■ Data for this exercise
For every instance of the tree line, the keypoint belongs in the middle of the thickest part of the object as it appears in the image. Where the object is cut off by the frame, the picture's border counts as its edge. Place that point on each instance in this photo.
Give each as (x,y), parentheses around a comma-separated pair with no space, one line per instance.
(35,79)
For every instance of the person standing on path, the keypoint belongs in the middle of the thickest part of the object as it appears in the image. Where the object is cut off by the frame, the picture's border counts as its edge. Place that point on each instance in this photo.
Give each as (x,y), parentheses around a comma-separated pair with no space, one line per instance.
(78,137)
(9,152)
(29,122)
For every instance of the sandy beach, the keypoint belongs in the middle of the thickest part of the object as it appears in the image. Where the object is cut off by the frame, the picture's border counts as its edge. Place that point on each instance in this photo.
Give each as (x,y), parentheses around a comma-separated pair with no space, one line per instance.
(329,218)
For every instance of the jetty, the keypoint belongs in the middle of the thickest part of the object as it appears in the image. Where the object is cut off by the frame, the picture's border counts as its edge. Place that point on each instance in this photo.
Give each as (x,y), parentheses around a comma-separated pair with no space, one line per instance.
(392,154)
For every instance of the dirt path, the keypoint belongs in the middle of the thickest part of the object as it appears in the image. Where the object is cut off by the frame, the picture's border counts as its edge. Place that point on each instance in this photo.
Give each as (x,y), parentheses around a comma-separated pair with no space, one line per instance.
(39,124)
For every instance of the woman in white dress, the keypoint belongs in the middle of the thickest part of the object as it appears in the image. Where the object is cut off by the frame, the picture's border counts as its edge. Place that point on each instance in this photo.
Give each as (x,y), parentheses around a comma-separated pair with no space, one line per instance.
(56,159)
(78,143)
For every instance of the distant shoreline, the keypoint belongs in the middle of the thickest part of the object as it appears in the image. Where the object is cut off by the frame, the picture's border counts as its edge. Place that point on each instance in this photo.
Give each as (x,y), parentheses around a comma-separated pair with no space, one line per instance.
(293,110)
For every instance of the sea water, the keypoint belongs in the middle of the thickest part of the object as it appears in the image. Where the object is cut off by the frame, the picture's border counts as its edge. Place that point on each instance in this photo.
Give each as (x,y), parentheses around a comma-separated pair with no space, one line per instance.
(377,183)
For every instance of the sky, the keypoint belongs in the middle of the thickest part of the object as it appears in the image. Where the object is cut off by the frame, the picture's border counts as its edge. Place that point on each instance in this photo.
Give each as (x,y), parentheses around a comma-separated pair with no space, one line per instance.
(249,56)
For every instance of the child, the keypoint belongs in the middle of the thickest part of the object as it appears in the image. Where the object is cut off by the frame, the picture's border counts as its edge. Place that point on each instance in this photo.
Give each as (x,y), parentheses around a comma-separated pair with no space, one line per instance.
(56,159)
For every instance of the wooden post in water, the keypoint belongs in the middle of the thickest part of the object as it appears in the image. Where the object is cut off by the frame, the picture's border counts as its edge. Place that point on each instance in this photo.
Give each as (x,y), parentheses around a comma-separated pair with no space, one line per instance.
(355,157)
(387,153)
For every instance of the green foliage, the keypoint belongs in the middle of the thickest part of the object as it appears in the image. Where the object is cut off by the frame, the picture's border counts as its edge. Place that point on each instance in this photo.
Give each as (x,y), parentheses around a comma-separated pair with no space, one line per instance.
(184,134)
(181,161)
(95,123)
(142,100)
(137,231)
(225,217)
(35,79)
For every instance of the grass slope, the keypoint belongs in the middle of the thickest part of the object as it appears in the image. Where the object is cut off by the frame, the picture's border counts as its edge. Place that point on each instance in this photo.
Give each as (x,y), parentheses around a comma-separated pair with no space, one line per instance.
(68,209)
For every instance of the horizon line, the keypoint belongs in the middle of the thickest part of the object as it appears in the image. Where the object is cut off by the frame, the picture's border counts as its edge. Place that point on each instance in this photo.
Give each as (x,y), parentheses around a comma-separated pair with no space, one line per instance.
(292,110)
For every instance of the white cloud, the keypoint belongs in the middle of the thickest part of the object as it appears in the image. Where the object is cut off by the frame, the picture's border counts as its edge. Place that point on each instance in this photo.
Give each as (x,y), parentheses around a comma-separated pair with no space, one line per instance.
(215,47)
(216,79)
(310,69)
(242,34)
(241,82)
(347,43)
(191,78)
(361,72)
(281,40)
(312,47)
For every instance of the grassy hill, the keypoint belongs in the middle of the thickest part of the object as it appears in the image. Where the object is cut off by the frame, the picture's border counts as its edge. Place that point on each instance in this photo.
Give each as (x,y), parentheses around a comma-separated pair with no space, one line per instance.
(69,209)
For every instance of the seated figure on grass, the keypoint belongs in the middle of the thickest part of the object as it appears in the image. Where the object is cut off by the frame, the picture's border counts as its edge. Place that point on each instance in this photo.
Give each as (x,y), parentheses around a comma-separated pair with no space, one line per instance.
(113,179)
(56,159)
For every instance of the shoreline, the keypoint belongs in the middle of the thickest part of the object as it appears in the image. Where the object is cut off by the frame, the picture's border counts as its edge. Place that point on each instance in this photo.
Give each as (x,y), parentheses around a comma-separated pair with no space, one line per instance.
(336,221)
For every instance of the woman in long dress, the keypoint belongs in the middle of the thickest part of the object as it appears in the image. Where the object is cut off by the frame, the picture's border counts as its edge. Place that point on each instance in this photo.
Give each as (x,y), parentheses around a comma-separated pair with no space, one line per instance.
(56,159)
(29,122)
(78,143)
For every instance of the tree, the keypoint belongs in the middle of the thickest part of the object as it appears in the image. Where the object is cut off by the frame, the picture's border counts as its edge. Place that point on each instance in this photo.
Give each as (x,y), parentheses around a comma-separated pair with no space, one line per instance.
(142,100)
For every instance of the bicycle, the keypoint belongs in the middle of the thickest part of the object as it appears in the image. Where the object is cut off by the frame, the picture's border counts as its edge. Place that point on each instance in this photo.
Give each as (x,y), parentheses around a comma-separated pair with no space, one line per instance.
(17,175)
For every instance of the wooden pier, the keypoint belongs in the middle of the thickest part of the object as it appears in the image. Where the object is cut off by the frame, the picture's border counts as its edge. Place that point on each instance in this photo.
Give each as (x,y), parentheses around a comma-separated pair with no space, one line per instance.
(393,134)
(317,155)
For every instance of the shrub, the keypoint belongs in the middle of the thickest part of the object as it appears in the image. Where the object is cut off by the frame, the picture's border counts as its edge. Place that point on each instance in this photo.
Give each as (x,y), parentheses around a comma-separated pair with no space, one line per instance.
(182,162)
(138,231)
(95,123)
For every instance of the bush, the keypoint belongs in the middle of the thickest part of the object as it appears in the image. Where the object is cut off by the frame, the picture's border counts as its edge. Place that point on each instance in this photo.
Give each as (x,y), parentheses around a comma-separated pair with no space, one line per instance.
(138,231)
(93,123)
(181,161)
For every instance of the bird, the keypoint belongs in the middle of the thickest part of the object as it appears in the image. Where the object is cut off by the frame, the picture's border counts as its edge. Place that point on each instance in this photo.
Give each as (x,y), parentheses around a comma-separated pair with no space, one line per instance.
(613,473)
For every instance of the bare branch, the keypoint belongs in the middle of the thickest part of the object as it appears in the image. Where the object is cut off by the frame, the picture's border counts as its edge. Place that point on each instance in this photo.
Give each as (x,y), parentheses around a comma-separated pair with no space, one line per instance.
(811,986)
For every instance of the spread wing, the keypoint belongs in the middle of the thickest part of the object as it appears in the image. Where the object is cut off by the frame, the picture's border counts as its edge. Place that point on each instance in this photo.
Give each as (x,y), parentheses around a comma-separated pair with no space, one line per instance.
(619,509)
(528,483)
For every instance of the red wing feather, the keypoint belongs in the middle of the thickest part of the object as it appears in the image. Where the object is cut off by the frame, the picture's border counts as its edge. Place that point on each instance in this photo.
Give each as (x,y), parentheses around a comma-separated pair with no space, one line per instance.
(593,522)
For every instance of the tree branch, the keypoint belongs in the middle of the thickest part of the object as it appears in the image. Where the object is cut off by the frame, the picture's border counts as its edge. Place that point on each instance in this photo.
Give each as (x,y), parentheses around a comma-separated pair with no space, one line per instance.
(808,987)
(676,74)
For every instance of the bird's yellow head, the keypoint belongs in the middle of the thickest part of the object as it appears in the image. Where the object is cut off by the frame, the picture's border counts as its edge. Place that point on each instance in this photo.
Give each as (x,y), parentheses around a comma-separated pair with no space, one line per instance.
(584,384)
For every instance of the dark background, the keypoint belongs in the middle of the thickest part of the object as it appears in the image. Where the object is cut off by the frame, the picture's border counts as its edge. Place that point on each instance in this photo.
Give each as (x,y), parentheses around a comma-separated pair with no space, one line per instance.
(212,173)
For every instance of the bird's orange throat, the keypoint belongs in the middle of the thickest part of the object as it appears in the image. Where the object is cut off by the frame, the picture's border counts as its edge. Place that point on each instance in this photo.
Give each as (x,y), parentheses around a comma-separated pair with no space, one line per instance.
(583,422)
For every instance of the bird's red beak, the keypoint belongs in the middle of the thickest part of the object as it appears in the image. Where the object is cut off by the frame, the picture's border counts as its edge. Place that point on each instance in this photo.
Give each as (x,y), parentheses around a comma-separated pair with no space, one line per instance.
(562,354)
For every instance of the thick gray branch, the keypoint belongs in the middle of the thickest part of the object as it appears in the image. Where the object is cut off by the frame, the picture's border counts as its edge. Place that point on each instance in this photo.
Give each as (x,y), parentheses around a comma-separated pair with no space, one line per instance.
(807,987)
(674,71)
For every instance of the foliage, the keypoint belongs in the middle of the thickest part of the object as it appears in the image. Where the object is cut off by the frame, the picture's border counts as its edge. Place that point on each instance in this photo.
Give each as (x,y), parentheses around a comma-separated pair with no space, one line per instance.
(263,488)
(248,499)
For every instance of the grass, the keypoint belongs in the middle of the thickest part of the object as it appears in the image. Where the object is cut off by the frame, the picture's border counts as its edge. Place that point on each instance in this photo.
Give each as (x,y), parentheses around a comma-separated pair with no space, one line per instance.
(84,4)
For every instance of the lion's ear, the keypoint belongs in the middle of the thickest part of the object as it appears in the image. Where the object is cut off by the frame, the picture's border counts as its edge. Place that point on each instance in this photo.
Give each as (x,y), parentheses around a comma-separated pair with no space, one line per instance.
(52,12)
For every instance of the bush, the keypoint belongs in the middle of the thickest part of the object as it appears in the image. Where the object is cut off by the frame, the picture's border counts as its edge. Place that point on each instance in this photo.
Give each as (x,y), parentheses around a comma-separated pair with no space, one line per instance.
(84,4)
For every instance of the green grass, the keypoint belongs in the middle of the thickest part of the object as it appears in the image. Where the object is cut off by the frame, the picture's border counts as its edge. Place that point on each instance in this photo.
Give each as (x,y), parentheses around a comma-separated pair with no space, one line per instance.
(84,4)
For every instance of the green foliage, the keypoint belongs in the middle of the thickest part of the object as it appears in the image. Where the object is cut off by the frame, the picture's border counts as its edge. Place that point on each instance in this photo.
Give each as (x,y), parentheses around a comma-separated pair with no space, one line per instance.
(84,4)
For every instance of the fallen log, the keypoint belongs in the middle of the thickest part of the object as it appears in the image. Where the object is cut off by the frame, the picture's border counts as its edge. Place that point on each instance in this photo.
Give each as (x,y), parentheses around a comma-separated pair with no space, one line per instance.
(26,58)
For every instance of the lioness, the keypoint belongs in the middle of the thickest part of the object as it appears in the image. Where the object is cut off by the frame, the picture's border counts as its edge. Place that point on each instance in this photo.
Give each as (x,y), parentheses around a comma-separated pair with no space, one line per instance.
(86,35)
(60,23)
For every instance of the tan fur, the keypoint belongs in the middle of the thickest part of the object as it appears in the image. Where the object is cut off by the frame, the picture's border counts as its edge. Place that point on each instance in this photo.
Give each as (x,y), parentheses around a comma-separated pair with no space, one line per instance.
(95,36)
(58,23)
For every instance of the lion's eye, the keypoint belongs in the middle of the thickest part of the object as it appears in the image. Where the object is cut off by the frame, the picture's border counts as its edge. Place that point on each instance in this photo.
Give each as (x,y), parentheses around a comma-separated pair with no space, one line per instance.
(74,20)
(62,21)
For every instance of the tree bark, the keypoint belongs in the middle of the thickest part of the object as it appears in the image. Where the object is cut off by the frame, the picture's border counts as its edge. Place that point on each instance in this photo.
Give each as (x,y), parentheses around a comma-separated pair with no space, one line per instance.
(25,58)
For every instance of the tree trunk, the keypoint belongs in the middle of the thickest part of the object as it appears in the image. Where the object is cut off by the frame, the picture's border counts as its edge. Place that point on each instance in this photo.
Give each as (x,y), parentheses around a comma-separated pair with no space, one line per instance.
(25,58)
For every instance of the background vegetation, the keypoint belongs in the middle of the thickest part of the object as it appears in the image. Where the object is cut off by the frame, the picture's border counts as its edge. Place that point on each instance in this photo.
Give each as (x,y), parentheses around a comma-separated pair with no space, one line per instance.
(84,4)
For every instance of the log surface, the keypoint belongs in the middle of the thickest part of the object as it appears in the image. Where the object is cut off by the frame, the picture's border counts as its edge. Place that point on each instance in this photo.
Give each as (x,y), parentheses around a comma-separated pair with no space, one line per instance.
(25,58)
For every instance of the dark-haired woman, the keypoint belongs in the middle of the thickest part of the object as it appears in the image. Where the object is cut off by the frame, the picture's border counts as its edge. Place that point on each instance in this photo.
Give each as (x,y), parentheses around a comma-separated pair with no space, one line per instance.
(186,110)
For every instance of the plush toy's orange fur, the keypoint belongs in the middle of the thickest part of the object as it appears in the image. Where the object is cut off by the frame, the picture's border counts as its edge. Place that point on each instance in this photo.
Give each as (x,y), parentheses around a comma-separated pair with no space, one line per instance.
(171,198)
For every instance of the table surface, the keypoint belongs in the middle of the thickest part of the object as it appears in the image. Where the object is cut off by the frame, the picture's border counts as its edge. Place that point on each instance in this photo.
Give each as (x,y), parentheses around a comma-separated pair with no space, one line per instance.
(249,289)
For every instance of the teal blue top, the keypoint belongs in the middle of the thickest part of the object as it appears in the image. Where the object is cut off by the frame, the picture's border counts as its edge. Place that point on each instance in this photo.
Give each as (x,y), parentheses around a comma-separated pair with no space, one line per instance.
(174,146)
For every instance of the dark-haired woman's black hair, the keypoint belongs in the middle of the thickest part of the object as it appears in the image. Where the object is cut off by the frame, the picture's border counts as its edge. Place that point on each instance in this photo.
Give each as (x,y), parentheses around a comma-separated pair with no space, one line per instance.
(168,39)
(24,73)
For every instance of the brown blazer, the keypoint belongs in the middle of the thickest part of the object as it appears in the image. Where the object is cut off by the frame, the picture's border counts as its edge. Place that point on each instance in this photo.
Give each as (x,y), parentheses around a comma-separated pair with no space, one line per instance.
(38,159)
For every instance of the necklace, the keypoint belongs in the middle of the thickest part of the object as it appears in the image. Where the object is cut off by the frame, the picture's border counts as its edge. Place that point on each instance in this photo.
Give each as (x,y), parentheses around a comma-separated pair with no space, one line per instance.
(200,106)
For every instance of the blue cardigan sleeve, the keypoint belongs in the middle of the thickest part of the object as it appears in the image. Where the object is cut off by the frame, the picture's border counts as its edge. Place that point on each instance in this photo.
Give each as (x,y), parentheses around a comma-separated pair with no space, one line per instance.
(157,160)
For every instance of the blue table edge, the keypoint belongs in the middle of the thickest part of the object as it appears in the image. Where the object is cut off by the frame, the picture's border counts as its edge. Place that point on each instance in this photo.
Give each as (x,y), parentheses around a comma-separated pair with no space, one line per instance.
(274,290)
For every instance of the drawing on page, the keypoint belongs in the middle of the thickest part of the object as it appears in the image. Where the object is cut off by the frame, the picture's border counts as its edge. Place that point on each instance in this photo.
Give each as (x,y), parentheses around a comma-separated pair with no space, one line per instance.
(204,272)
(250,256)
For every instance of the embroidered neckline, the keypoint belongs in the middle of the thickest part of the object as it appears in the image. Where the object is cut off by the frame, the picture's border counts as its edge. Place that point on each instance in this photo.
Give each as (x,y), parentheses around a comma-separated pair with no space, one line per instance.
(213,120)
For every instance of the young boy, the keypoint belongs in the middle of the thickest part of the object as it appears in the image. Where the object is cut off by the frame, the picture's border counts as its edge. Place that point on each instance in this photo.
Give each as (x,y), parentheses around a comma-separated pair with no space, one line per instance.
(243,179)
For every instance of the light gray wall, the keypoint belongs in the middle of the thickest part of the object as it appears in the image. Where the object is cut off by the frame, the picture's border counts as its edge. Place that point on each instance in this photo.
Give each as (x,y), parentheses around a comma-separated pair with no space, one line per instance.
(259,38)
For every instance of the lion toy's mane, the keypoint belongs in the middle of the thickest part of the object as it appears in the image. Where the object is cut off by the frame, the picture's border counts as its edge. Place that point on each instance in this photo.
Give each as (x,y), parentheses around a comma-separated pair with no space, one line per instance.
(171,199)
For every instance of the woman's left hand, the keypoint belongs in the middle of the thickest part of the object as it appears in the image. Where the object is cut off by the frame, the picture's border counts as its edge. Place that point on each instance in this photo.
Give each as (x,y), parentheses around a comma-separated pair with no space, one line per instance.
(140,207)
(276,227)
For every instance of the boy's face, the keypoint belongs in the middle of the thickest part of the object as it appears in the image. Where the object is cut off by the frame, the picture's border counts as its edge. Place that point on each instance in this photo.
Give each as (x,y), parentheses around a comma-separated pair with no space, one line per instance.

■ Task to carry out
Above are the records; copy each line from them that includes the string "tree".

■ Your response
For every instance of the tree line, the keypoint belongs in the middle of the thickest part of the object as it appears in the image. Where the object is cut off by the frame, the picture's border counts as its edge. Place that point on each instance in this photo.
For every instance of the tree, the keypoint belongs in the middle of the thickest part of the object as it appears in the image. Where the object is cut off by the frame, the picture's border counts as its edge. Place that point on each instance in this photo.
For every instance of the tree branch, the keypoint belongs in the middle of the thickest part of the object as it appears in the image. Where the object is cut off by the frame, the picture's border counts as its edge. Place that point on each instance in this photo.
For every instance of the tree bark, the keypoint belongs in the middle of the thickest part of the object as it appears in the image. Where the object is cut off by the frame, the picture's border counts as its edge. Place that point on each instance in this photo.
For every instance of the tree trunk, the keypoint belongs in the middle of the thickest part of the object as it appears in the image. Where the object is cut off by the frame, the picture's border counts as its edge. Place that point on each instance in this photo.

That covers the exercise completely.